EXERCISE GOAL »
Leaving the pictures aside, repeat every line below exactly.
DATASET RECORDS section start
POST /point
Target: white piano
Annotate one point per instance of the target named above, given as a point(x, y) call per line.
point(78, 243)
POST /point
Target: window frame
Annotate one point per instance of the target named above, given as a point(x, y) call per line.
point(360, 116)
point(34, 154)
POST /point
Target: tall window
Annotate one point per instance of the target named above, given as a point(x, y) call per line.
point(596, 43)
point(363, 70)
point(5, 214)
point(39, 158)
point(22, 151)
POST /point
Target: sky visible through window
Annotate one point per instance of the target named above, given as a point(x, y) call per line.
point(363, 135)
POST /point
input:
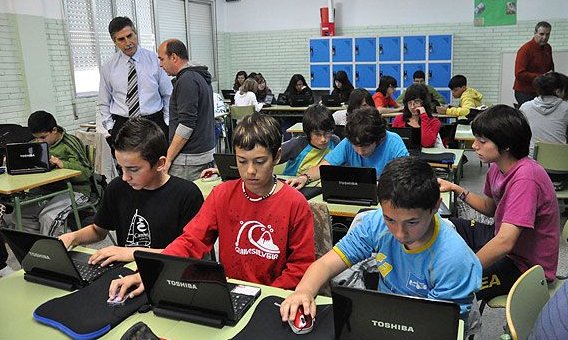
DATASET RECORDS section end
SOLUTION BELOW »
POST /point
Target: white piano
Annotate one point per instance of the target named above, given as a point(x, y) call per line.
point(78, 243)
POST /point
Target: window frame
Annotate one point per instance of the target named above, given as a point(x, y) call per line.
point(360, 116)
point(34, 154)
POST /point
Target: tall window
Annotate one point per instance of the target named above, given as a point(x, y) call per line.
point(596, 43)
point(363, 70)
point(5, 214)
point(39, 158)
point(22, 151)
POST /point
Target: sky visible through window
Annotate one point per instance of the target named above, given as a point(x, y) call per line.
point(363, 135)
POST /point
input:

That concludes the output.